Добавить в цитаты Настройки чтения

Страница 17 из 46

Кто это была «государыня» Монсова «сердца» – неизвестно; известно только то, что все эти излияния производились Монсом в бытность при «дому Катерины Алексеевны» и именно тогда, когда лучи сего высокого «светила» стали сильно согревать его как в вещественном, так и в моральном отношениях.

Еще в первый год своего камер-юнкерства Виллим Иванович получал довольно скудное жалованье да в бытность за границей около 200 талеров в год порционных; но уже там, за границей же, материальные его средства настолько улучшились, что он имел возможность давать деньги в долг ближним к нему лицам; еще гофмаршал Матвей Олсуфьев предписывал Монсу в начальническом тоне позаботиться об исполнении служебных обязанностей камер-юнкера ее величества, т. е. в бытность, например, в г. Везеле распорядиться, между прочим, сваркой полпива, выждать, когда оно уходится, разлить его затем по малым бутылкам, поставить в холодном погребу и т. п., но холодный тон начальника несколько месяцев спустя изменился: тот же Олсуфьев стал звать Виллима Ивановича «государем моим братцем» и писал уже к нему в почтительных выражениях.

Другой из начальных лиц при дворе Катерины – Дмитрий Шепелев – еще скорее сознал необходимость стать со счастливым камер-юнкером в самые дружеские отношения. «В письме своем, – писал шутливо Шепелев новому другу в Везель из Шверина в январе 1717 года, – в письме своем изволите упоминать: псовке карлице сказать, чтобы она себя поберегла до вас. Воистинно, мой государь, псовка карлица не для вас, больше для нас; о чем вы сами известны, какая у нас с нею любовь. Впредь прошу не изволь ее упоминать так в письмах своих. Прошу вас у моего друга, не оставь нас в своих письмах и в своей любви…»

Монс в это время был при государыне в Везеле; его окружали вообще лица, с которыми он находился в самых лучших отношениях; так, государыню вместе с ним сопровождали Анисья Кирилловна (Толстая), Аристовна, Крестьяновна, полковница Кампенгаузен, фрейлина Марья Даниловна Гамильтон, камерфрау, весьма любимая царицей, Яганна Петрова, Устинья Петрова, камер-юнкер поручик Балк (племянник Монса), доктора Поликола и Лесток и некоторые другие лица.

Между всеми ими первая роль выпадала Виллиму Ивановичу, и вот между прочими искателями благосклонности фаворита весьма рано является знаменитый впоследствии Алексей Петрович Бестужев-Рюмин; он «униженно благодарствовал его благородие за комплимент его» и не менее униженно просил ходатайства по своим делам.

**Сохранённые данные**.
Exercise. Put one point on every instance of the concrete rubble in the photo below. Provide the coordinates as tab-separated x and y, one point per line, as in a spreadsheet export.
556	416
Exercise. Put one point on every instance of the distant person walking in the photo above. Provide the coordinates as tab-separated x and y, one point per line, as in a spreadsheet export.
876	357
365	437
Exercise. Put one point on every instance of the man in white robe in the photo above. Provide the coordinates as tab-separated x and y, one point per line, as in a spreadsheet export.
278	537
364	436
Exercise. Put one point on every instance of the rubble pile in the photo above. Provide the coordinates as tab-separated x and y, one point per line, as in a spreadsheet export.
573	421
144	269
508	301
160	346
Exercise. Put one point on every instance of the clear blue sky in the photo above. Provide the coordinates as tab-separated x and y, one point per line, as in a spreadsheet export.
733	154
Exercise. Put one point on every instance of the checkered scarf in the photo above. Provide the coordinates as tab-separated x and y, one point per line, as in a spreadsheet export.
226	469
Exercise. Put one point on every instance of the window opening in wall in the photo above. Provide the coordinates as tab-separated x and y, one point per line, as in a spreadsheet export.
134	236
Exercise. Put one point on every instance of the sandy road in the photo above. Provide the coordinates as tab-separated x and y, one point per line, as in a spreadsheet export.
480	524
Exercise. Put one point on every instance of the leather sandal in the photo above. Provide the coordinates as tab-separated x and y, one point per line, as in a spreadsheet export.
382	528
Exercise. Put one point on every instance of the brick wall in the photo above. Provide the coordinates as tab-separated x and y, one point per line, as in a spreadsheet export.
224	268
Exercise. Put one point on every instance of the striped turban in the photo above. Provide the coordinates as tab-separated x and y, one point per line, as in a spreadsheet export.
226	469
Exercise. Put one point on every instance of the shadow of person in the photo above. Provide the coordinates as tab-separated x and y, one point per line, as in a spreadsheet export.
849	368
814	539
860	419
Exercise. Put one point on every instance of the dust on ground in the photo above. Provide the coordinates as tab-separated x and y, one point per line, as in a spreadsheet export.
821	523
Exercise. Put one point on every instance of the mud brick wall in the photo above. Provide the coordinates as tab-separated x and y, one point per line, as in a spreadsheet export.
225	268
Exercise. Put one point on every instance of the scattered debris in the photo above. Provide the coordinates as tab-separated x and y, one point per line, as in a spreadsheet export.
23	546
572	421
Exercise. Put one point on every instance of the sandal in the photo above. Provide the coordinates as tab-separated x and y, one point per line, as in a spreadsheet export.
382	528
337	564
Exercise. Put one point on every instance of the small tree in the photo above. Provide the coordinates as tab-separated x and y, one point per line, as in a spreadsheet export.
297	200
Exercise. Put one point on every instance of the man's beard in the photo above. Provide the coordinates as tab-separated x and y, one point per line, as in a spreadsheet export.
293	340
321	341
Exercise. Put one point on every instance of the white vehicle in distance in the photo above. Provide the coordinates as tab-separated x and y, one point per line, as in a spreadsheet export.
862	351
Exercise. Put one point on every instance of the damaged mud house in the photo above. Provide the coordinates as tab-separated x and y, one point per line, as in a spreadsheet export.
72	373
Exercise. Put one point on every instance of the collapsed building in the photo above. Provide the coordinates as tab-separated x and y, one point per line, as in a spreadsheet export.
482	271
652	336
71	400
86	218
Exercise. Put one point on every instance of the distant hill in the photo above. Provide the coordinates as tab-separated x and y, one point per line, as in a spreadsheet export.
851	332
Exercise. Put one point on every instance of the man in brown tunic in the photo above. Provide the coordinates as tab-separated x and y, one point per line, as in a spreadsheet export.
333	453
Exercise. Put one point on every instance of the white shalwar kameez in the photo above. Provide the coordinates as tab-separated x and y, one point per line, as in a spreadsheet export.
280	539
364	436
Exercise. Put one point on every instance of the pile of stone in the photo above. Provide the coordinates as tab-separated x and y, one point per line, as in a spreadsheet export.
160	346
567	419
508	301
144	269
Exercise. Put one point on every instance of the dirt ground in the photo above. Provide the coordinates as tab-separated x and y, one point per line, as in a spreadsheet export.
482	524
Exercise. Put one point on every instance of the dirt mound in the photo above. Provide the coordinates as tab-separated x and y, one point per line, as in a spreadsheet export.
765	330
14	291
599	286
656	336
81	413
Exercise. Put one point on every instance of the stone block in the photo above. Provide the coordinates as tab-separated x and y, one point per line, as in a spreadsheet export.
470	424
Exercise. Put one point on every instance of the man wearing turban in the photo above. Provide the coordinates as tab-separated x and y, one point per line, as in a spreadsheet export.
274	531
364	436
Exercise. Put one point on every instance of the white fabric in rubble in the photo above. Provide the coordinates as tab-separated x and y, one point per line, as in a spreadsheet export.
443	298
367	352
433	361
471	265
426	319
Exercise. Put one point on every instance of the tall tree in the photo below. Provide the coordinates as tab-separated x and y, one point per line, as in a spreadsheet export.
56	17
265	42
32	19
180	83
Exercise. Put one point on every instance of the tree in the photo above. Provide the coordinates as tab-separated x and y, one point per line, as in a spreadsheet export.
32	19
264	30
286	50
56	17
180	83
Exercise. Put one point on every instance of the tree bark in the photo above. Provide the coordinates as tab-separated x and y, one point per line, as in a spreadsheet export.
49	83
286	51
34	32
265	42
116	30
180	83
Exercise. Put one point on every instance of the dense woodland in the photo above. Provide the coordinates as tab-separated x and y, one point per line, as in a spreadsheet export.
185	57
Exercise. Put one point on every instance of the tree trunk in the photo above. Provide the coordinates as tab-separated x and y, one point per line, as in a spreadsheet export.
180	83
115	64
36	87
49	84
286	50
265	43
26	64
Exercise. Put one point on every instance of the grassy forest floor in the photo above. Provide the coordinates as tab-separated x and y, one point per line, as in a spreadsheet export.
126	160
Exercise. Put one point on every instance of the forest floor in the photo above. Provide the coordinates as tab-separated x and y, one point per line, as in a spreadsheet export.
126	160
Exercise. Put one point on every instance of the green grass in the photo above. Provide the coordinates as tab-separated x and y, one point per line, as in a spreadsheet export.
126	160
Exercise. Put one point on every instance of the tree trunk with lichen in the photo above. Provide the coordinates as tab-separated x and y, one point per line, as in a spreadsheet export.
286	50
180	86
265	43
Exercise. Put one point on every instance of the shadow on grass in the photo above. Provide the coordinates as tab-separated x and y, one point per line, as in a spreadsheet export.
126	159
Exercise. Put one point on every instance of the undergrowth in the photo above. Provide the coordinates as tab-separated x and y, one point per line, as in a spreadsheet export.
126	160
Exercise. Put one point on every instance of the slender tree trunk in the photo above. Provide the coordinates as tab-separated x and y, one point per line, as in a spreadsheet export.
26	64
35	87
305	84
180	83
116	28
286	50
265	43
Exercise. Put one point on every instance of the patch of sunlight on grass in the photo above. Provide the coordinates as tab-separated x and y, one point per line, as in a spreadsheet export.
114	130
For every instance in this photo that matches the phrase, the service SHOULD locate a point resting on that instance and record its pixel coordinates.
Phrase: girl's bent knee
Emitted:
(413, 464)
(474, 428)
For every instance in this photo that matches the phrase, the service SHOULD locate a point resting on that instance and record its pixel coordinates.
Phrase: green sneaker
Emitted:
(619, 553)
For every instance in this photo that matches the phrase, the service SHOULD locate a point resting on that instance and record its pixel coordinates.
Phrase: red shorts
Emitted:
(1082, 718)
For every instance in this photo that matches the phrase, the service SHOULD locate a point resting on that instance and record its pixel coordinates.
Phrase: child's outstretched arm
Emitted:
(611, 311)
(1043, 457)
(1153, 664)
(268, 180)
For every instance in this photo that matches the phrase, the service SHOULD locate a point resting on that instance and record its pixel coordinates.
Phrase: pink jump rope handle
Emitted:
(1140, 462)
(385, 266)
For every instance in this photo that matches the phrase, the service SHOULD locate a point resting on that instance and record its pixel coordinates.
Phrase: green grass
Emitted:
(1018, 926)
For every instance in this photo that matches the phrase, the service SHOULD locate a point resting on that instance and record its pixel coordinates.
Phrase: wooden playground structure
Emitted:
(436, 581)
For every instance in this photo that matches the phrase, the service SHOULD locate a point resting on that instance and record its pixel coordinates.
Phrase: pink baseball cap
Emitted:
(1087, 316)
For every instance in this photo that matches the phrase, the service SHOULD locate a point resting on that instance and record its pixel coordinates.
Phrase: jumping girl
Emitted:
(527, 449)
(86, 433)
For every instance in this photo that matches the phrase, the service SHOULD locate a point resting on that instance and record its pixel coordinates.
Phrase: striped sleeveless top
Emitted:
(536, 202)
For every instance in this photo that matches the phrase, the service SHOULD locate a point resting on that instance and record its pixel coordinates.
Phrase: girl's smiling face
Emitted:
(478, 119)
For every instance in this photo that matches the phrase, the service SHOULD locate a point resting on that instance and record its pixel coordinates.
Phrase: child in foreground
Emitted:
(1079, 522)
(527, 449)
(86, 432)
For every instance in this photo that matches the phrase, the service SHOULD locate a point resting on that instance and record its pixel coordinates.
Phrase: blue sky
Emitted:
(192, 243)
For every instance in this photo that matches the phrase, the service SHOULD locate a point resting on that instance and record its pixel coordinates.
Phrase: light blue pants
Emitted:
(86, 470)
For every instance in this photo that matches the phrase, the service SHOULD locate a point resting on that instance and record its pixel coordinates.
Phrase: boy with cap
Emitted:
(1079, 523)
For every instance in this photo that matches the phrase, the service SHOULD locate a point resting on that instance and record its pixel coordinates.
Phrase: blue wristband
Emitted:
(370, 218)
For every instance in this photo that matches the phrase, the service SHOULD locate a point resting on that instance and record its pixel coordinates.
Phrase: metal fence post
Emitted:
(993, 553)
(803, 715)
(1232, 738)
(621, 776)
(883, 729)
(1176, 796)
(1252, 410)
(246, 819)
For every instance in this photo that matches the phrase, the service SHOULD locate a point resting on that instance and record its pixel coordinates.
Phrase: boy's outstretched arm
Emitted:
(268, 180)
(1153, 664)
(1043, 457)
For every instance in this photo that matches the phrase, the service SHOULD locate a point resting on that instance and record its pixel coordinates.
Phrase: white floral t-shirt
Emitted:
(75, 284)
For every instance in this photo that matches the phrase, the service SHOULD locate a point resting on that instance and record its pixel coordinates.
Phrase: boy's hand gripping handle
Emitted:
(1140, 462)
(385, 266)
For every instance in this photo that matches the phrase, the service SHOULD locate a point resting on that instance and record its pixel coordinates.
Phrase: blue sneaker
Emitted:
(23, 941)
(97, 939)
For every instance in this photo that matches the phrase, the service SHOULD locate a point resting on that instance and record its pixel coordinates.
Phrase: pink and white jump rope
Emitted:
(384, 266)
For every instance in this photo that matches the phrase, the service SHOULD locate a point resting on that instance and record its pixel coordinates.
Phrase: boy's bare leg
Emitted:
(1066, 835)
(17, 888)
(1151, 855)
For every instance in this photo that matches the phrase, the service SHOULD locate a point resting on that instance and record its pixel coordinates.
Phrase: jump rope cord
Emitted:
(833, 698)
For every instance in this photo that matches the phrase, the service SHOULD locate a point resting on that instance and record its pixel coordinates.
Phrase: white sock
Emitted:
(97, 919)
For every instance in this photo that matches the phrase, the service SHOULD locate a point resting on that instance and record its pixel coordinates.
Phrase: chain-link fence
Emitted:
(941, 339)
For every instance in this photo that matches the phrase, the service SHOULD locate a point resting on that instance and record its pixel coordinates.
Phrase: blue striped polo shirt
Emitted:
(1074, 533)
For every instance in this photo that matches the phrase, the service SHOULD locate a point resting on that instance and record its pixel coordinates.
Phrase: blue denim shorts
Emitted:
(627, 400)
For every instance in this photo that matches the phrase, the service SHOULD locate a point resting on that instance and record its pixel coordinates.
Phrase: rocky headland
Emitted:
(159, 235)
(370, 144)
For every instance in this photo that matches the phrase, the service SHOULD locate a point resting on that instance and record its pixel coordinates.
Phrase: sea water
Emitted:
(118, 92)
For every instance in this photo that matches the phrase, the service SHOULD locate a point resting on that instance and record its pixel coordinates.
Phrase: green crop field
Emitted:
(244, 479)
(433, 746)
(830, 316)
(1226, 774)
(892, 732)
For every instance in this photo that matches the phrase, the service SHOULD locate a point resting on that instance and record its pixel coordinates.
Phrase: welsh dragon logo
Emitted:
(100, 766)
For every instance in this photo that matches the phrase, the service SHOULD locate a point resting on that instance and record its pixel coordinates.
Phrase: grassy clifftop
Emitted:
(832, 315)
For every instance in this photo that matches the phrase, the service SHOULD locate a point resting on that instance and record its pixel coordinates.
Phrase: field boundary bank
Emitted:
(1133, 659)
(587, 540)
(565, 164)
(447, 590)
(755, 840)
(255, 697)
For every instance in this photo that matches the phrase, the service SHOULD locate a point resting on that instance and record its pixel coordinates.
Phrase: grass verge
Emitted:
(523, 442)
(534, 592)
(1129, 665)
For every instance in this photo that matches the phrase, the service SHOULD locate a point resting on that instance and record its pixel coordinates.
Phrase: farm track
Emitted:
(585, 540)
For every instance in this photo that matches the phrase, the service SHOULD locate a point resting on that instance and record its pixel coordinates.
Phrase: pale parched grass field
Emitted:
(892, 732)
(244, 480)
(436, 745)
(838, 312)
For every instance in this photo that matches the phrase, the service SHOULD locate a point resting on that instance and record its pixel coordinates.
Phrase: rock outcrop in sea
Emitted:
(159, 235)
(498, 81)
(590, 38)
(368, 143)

**Задания к выполнению**.
1. Повторите дословно фрагмент текста о Виллиме Монсе между словами «Между всеми ими» и «по своим делам.», включая их.
2. Определите, согласуется ли каждое утверждение с текстом о Виллиме Монсе. Ответьте «да» или «нет» и приведите дословно решающие слова текста.
(a) Шепелев писал Монсу из Шверина в январе 1717 года.
(b) В первый год камер-юнкерства Монс получал щедрое жалованье.
(c) Камер-юнкер Балк приходился Монсу племянником.

**Решения заданий**.
1.
Между всеми ими первая роль выпадала Виллиму Ивановичу, и вот между прочими искателями благосклонности фаворита весьма рано является знаменитый впоследствии Алексей Петрович Бестужев-Рюмин; он «униженно благодарствовал его благородие за комплимент его» и не менее униженно просил ходатайства по своим делам.

2.
(a) Да: «писал шутливо Шепелев новому другу в Везель из Шверина в январе 1717 года».
(b) Нет: «Виллим Иванович получал довольно скудное жалованье».
(c) Да: «камер-юнкер поручик Балк (племянник Монса)».